## Begin TEXT BLOCK
Elizabeth Warren is under enormous pressure to say the magic words: I will raise taxes on every American in order to fund universal health care for all. The pressure will continue, and it will surely intensify if she’s dubbed the Democratic nominee.
But the commentators, even the liberal pundits, are wrong. The Massachusetts senator should never say those words. Ever. If she did, she’s be playing by the Washington press corps’ rules, and once she did that, she’d be setting herself up for betrayal. The Washington press corps cannot be trusted to behave honestly, bravely or with integrity, much less with a sense of citizen duty or even patriotism, for God’s sake. (The Washington Post reported Monday that she’s going to explain everything. A bad idea.)
Think about it.
The story about the biggest story of 2016 — “but her emails!” — got none of the attention it deserved over the weekend. A State Department report released Friday said an exhaustive three-year investigation into Hillary Clinton’s use of a private email server while she was secretary of state found “no systemic or deliberate mishandling of classified information.” It is now a fact that the biggest story of 2016 was a collective fabrication. Yet the people who turned it into a “controversy” whose consequences have changed the world have said nothing. Only one person, Jeffrey Toobin, has taken responsibility for his role in poisoning public opinion and imperiling the republic.
Instead of soul-searching, what we saw over the weekend, and so far this week, is more of the same. I have seen reams of commentary about how the woman not running for president should not have spoken. She should not have suggested, commentators argued, that the Russians are grooming a Democrat to be a third-party spoiler. She should not have said that someone is probably Tulsi Gabbard, who does enjoy rubbing elbows with ethnic authoritarians. (Clinton did not name Gabbard in her interview.)
## End TEXT BLOCK
## Begin INFORMATION SHOWN
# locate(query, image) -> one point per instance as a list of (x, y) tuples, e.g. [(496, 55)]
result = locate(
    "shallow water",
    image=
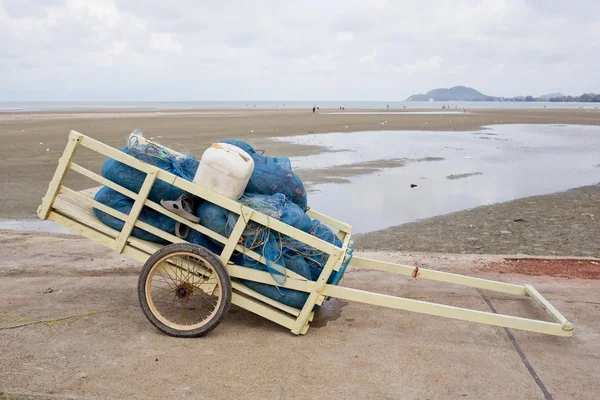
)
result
[(393, 112), (496, 164)]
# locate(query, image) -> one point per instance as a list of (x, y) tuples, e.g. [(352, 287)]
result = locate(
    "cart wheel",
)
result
[(184, 290)]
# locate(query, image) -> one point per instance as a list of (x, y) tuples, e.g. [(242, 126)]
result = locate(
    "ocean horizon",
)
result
[(45, 106)]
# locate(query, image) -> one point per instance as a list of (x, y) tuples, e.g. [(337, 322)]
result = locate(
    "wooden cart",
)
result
[(185, 290)]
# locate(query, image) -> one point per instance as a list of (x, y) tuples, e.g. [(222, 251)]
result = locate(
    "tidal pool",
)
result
[(452, 171)]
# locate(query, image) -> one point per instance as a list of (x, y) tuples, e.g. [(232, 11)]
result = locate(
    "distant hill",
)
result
[(456, 93)]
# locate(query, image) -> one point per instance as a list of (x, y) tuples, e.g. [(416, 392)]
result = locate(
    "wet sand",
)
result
[(27, 167), (565, 224)]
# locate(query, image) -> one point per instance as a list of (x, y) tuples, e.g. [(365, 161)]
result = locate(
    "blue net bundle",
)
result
[(273, 190), (273, 175), (131, 178), (281, 252), (122, 203)]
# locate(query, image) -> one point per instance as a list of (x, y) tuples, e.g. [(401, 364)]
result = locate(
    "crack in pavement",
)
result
[(512, 339)]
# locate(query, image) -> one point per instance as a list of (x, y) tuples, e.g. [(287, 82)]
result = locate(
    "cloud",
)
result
[(309, 50)]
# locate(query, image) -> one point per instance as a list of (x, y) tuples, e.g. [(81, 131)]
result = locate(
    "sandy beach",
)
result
[(71, 326), (33, 143)]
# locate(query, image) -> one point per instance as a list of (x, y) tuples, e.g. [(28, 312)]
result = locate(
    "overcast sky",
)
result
[(301, 50)]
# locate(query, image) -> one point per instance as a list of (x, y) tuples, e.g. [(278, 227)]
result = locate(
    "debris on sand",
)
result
[(461, 176)]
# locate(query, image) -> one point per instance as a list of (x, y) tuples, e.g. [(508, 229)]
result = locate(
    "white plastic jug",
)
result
[(225, 169)]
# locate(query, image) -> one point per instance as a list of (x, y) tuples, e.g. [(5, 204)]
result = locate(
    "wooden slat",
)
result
[(249, 292), (236, 234), (59, 174), (96, 236), (236, 271), (100, 179), (209, 195), (134, 213), (263, 310), (315, 294)]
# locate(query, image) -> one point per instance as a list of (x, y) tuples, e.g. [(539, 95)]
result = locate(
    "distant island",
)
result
[(463, 93)]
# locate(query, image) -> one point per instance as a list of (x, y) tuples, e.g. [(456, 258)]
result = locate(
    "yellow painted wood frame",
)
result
[(74, 210)]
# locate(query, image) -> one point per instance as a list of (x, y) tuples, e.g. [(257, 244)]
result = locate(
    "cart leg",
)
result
[(315, 293), (59, 174)]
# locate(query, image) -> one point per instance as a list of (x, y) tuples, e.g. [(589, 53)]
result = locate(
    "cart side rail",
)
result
[(77, 139)]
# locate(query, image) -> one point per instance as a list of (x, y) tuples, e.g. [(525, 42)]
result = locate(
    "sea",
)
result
[(35, 106)]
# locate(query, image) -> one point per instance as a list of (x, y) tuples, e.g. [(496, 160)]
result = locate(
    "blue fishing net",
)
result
[(273, 190), (272, 175), (132, 179), (281, 252)]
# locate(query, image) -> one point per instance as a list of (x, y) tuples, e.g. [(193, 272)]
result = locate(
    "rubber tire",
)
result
[(222, 274)]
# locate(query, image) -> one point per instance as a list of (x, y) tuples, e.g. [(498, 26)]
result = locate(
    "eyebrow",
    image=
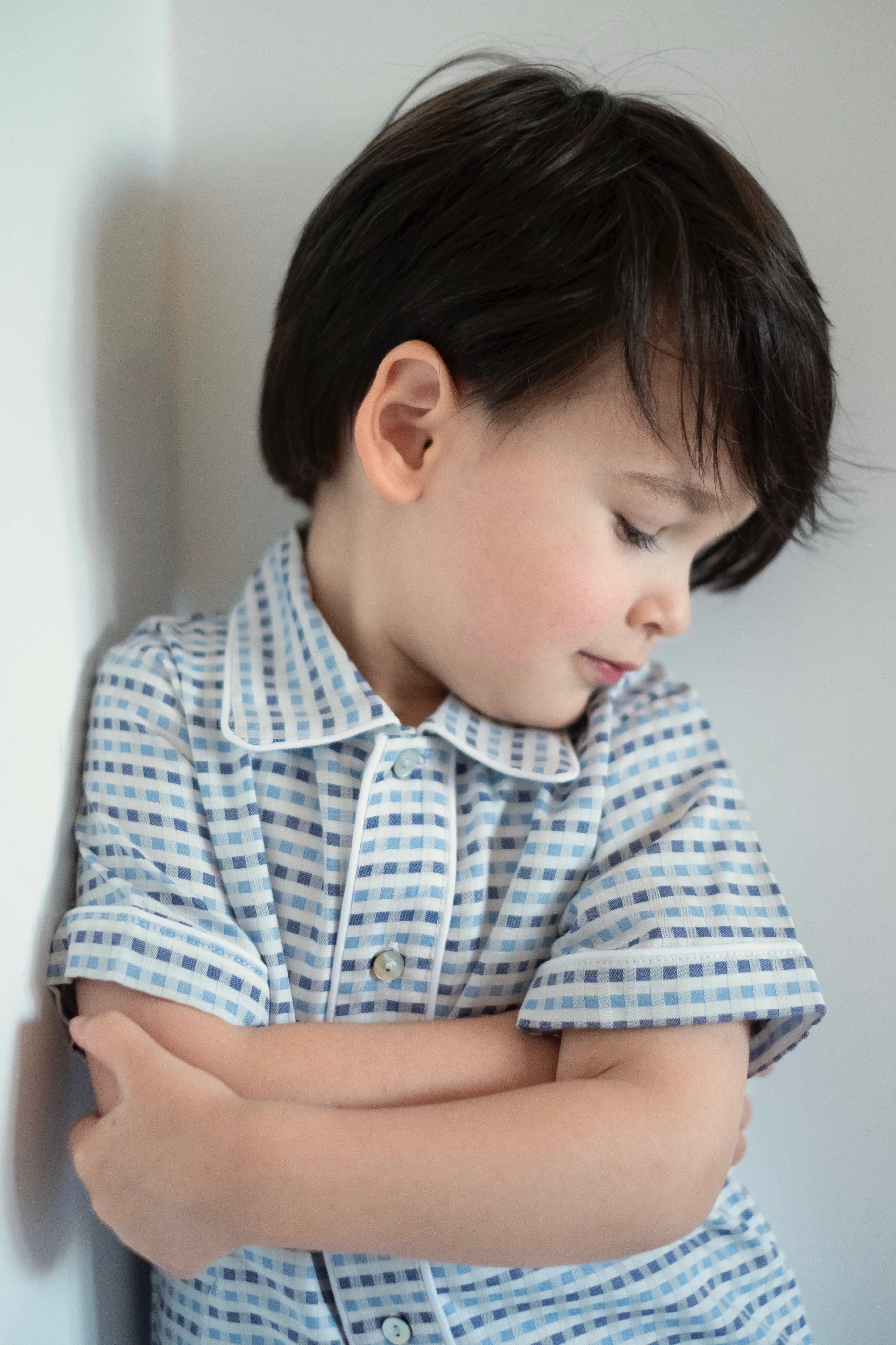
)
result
[(672, 489)]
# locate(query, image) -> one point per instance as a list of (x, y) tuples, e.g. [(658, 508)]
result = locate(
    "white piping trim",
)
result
[(637, 957), (358, 833), (432, 1293), (448, 903)]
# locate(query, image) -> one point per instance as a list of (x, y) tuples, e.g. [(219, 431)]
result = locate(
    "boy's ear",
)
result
[(402, 420)]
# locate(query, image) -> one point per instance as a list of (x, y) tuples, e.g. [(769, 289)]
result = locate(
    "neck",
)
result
[(349, 572)]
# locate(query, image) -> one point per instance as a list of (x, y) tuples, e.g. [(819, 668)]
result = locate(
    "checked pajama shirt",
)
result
[(250, 841)]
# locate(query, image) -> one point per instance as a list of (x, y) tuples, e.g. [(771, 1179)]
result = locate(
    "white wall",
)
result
[(86, 548), (799, 672), (270, 100)]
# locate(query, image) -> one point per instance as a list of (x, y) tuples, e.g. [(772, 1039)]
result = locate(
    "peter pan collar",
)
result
[(289, 684)]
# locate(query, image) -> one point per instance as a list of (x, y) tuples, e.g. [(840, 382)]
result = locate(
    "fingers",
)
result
[(116, 1042)]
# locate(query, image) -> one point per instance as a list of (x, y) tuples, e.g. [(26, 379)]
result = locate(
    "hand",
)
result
[(148, 1164)]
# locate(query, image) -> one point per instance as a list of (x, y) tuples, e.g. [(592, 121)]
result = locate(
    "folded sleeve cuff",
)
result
[(773, 985), (159, 957)]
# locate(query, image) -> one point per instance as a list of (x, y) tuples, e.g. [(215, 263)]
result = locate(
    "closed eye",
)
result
[(634, 537)]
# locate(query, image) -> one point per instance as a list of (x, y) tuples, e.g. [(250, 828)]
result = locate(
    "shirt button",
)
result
[(402, 766), (386, 966), (397, 1331)]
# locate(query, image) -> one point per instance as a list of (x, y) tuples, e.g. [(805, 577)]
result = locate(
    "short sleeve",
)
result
[(680, 919), (152, 910)]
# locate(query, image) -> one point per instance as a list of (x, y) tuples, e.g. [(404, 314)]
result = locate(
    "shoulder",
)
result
[(645, 715), (166, 670)]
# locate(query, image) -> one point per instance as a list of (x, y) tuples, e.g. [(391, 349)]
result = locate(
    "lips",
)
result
[(609, 672)]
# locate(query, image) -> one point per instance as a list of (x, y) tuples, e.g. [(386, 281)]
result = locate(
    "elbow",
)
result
[(690, 1198)]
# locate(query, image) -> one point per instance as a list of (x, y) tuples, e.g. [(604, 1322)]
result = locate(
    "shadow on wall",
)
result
[(121, 516)]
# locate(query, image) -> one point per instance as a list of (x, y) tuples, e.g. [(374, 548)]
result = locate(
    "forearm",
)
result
[(339, 1064), (554, 1175)]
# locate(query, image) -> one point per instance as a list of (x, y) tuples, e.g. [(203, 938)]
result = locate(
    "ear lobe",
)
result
[(399, 419)]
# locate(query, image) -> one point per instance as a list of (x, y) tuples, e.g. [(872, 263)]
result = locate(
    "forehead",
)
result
[(606, 433)]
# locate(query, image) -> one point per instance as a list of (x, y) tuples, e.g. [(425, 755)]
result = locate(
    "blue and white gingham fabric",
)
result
[(246, 849)]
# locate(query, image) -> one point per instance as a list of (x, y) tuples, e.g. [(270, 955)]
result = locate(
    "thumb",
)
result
[(116, 1042), (80, 1134)]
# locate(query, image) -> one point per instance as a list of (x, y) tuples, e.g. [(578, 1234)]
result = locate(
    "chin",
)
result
[(541, 713)]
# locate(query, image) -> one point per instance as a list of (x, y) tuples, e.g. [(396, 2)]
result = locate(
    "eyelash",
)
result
[(634, 537)]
## End INFORMATION SHOWN
▶ REQUIREMENT
Write out again the passage of the commentary on Elizabeth Warren that opens with the words containing "But the commentators, even" and closes with "Think about it.", switching "Washington press corps" to "national press corps".

▶ IN RESPONSE
But the commentators, even the liberal pundits, are wrong. The Massachusetts senator should never say those words. Ever. If she did, she’s be playing by the national press corps’ rules, and once she did that, she’d be setting herself up for betrayal. The national press corps cannot be trusted to behave honestly, bravely or with integrity, much less with a sense of citizen duty or even patriotism, for God’s sake. (The Washington Post reported Monday that she’s going to explain everything. A bad idea.)
Think about it.